*RECORDS SHOWN*.
..............................
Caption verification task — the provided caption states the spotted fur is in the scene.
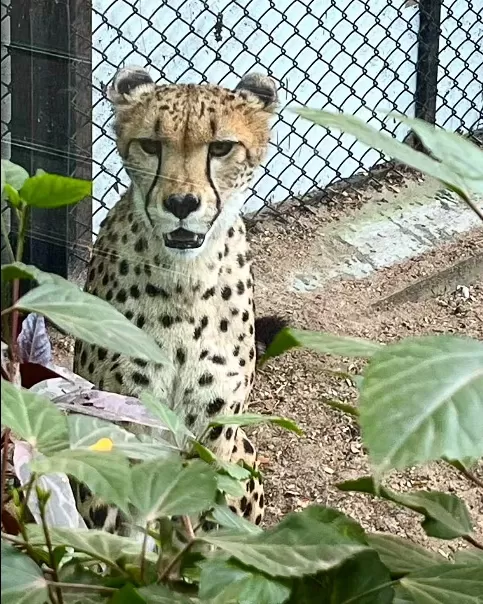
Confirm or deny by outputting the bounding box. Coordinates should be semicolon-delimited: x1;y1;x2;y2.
74;66;280;530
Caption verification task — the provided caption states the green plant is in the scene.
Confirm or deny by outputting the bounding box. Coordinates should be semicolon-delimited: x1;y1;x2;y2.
1;111;482;604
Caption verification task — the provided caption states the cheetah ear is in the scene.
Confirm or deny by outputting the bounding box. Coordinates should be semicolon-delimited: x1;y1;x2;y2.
235;73;278;111
107;66;155;105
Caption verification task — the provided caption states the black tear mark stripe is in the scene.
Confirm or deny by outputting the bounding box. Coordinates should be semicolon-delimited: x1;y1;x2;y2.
145;151;162;227
205;150;222;217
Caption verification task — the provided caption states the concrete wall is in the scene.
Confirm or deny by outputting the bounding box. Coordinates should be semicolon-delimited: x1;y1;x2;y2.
91;0;482;234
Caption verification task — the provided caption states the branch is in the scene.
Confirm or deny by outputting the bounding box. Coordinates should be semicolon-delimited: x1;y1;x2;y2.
38;489;64;604
463;534;483;551
158;516;196;583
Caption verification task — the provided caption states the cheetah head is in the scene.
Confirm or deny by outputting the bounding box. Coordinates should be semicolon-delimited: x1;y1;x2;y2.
107;66;278;255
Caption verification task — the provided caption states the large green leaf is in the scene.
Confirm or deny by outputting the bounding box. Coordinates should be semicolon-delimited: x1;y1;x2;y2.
136;585;194;603
337;477;473;539
68;415;177;460
140;392;193;448
202;506;368;578
199;558;291;604
1;159;29;191
19;172;92;208
366;533;445;576
1;262;69;285
388;113;483;195
454;548;483;565
32;449;131;513
0;541;49;604
109;584;145;604
216;473;246;498
130;459;218;522
26;526;155;567
359;335;483;473
289;550;394;604
262;327;382;362
1;380;69;454
14;282;169;364
209;412;302;435
208;505;263;535
293;109;471;198
399;564;483;604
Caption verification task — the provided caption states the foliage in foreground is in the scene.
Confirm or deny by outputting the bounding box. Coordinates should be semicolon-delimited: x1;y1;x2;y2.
1;112;483;604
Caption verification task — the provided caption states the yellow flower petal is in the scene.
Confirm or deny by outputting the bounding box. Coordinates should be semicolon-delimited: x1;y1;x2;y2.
89;437;114;452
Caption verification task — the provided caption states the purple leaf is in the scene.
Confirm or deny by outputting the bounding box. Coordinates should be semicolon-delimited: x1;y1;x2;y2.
17;313;52;366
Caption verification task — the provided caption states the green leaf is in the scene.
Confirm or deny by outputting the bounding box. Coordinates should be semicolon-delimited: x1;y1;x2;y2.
293;108;471;198
208;505;263;535
199;558;291;604
19;173;92;208
202;506;368;578
14;282;169;364
454;548;483;564
218;460;251;480
0;541;49;604
289;550;393;604
216;473;246;498
393;586;415;604
109;584;145;604
191;441;217;463
399;564;483;604
359;335;483;473
2;159;29;191
68;414;177;460
366;533;445;576
32;449;131;513
3;183;21;208
387;113;483;195
140;392;193;447
1;262;69;285
1;380;69;454
130;459;217;522
263;327;382;363
209;412;303;435
68;414;137;449
322;399;360;417
26;526;155;567
136;585;194;603
337;477;473;539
..............................
*TASK REQUIREMENTS*.
The expected output is exactly the lines of the listing above between the line holding "petal is in the scene." and the line holding "the green leaf is in the scene.", inclusive.

*THE COMPLETED TASK*.
Caption verification task — the provided caption states the yellow flower petal is in the scene.
Confirm or deny by outputting the bounding box. Coordinates should be semicolon-delimited: x1;y1;x2;y2.
89;437;114;452
Caption verification task — the provided caption states the purple leaf is in the scene.
Confirm or deny by outputting the bounding box. Coordinates should be semicolon-delimited: x1;y1;x2;y2.
17;313;52;366
Caption verification task — the provided caption states the green leaf is in the scene.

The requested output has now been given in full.